▶ **Work to complete**
Exclude the pictures and reproduce the remaining data exactly as written.
---- Extracted material
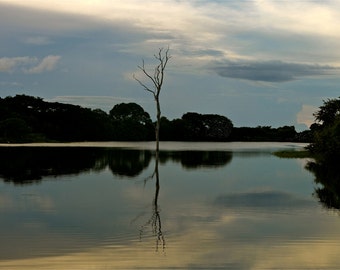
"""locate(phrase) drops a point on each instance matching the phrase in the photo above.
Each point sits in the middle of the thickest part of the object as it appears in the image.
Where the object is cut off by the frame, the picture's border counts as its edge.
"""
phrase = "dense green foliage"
(326, 152)
(25, 119)
(326, 133)
(30, 119)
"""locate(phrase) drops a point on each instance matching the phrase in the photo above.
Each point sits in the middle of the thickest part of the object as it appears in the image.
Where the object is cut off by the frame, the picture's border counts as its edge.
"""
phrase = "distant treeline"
(31, 119)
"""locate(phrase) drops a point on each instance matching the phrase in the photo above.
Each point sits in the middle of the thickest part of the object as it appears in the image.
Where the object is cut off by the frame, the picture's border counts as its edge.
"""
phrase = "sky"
(257, 62)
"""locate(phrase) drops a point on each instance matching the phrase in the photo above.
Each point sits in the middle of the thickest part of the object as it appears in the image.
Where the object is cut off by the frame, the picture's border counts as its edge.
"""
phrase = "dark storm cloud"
(271, 71)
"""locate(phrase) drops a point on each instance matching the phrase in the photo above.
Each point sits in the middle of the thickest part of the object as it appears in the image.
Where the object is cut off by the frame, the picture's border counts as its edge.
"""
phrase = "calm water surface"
(218, 206)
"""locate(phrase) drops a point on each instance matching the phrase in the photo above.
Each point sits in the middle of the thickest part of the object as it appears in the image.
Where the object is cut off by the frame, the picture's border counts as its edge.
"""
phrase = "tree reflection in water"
(155, 219)
(28, 165)
(327, 177)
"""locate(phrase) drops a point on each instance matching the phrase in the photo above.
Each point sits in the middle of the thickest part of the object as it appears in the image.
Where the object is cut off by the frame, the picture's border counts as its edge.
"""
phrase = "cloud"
(39, 40)
(46, 64)
(271, 71)
(30, 65)
(8, 64)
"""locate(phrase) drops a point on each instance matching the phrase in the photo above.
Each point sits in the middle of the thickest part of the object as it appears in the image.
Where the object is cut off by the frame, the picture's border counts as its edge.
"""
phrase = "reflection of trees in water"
(327, 176)
(155, 219)
(25, 165)
(198, 159)
(128, 162)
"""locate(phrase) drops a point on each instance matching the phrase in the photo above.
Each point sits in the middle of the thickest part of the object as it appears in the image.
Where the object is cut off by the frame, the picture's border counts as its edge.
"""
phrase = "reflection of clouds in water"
(185, 251)
(41, 203)
(262, 200)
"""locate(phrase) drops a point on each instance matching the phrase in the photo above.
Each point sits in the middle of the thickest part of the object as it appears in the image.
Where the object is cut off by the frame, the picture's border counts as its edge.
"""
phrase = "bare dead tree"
(157, 79)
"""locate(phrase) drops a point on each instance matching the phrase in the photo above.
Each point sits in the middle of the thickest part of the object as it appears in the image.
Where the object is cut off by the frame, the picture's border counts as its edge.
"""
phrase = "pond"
(204, 206)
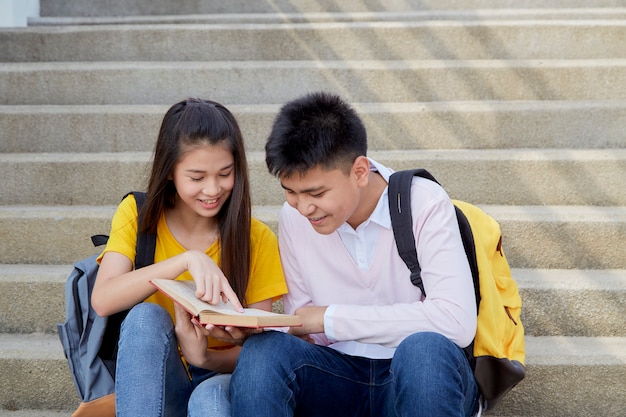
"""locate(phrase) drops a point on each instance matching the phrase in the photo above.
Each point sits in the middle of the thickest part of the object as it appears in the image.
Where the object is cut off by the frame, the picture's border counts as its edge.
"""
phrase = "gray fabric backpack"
(90, 341)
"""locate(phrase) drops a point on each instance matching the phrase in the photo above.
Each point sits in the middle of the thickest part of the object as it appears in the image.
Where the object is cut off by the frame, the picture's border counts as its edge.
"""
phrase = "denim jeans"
(281, 375)
(152, 380)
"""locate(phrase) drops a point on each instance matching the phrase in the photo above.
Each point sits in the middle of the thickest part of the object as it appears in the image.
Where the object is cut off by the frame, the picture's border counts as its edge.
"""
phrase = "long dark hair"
(191, 122)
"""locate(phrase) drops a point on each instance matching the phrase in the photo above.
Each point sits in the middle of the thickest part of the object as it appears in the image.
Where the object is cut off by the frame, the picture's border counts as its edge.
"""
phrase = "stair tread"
(612, 13)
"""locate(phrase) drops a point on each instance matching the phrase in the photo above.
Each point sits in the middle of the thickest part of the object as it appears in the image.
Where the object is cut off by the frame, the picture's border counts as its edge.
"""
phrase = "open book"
(223, 314)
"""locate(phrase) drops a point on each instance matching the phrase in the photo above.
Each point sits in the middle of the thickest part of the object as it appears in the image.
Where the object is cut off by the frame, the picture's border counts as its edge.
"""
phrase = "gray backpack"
(90, 341)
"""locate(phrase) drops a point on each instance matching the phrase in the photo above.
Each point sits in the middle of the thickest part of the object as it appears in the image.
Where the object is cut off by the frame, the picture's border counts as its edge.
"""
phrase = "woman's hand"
(231, 334)
(192, 339)
(211, 283)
--------
▶ **Solved problem**
"""locate(phrase) drops a point on each instance matching the phrase in the photo above.
Each point sits in the middle of the thickest part of the object as it appears in the image.
Where the object is cut off by the frame, the picture's border counts as its edge.
"""
phrase = "dense green foliage"
(326, 152)
(25, 119)
(326, 133)
(30, 119)
"""locate(phrase) drops a point on each instance matching the phrase in the photo above.
Each point sits in the middle of the thickest part of the object as it appears in the image.
Where the object is cut off by the frame, the picture's border counts as its edge.
"""
phrase = "distant treeline"
(31, 119)
"""locate(phrase) drops a point on each instance matching the phrase in the photo above.
Each point sits in the middle of the thickest part of the object as it appears in the image.
Where the object is cut off by the frame, the picture's border counts as its edge.
"""
phrase = "sky"
(257, 62)
"""locate(phrase) drops a point on each instance matching the phrase in the photo above.
Each point sits in the middle of the thickest part of the object as it appears in the image.
Where the object is cut off by the frame, the picture's border counts as its edge.
"""
phrase = "dark storm cloud"
(271, 71)
"""locate(phrase) drops a point on each instance matching the phrase in the photo above.
Each point sits in the middle of the thickest part of the object as it appears in the image.
Where the object is cut off by the frame, the picture's border counts as its edge.
"""
phrase = "calm water surface"
(218, 206)
"""locate(phrase) drops a point on each instance matching the phrase in the photo above.
Each point sits in the middle of the thickest part of the object as it appears in the image.
Where the object is cut off by the frame, the picture's border counts as its edge.
"""
phrase = "tree reflection in water"
(155, 219)
(28, 165)
(327, 177)
"""locate(phrase) drops a point on each instance matching the phrase in the photo above.
Each point sits in the middle of the thickest part of the object as it appears in the image.
Where the object is cut off by the frame, the picture's border counts as its edge.
"""
phrase = "cloud"
(39, 40)
(46, 64)
(271, 71)
(30, 65)
(8, 64)
"""locate(phrase) drops a point on each instance matching the phrase in the photo above.
Each point sits in the middle of the thickest part of the object as it appears in the image.
Where the object is cut off by the frame, the picture's border counts as its edge.
"""
phrase = "reflection of trees in water"
(327, 176)
(155, 219)
(25, 165)
(198, 159)
(128, 162)
"""locate(phrase) drops a point on each instance matching the phrase in the photo above.
Each point sits in the middle of the thickest part of the object as it appears in the image.
Where the object is cut off by the frame, the picture's border counts as its edge.
"""
phrase = "reflection of clouds in water"
(185, 251)
(41, 203)
(262, 200)
"""locate(phrase) drops a point on each instance matching the phrase in the photo above.
Each point sits in the middle of the thickest part of the object as it appears in the image.
Where the object is cut off by the frame, the picture's border counts as its edge.
"""
phrase = "bare dead tree"
(157, 79)
"""locate(phrase) drops a point on each instance matching the phrase in the photo above.
Each point sits in the middle of the thickest part of the object as it appears in the image.
Where the object is cut off by the frame, the picture's border counts as its edge.
"""
phrase = "pond"
(204, 206)
"""locate(phrase) drops a point on each instance matching the phrase in the photo above.
Each point sits in the middle of the thickest part of the object as it appears in the image.
Where the object is cut off by the frame, the picture's border counts as its edge.
"""
phrase = "gray fabric backpack"
(90, 341)
"""locate(phrase) drops a point on each instance matching the phrase in the photo above.
Each point sits in the middle of the thickest part of the object as it appears in the image.
Where the object is cut off by the frame, the picture's border counts as its edge.
"""
phrase = "denim jeans"
(281, 375)
(152, 380)
"""locate(phrase) drops a point on each instance matching the phrase in the photo above.
Each point sits in the middle of the thickest part of the object as it appears in the image.
Where the object is cut off by the frame, the picture's border counts as its edge.
"""
phrase = "long dark hair"
(191, 122)
"""locate(phrase) drops a point on each instance matching the phrase in the photo above.
Each point sits in the middle of the thickest part of the object as it appears in the image.
Where the object is cut off by the frame, the picture's border counts as its edge.
"""
phrase = "stair tread"
(612, 13)
"""locate(phrase) drops a point on each instance matching the phrase in the photo above.
Each point sits in the middle of the thickest part of the object as it appears in the image.
Where the object is cut off by the frame, the picture's border counts as its edge.
"""
phrase = "open book"
(223, 314)
"""locate(phrase) drops a point on each instance matching the phrase in the photo above.
Each point sits in the middle of the thickest part of the object as it appears in the image.
Where the object is cut off by the frame, the picture's border counts as its edge.
"""
phrase = "gray backpack"
(90, 341)
"""locate(phrase) drops a point on each instance matching the phrase in the photo above.
Each point sits in the middle of the thickest part of the object as it appears in the image.
Where the object is cut off by the frame, the picture's border counts as its edge.
"""
phrase = "woman's hand"
(231, 334)
(192, 339)
(211, 283)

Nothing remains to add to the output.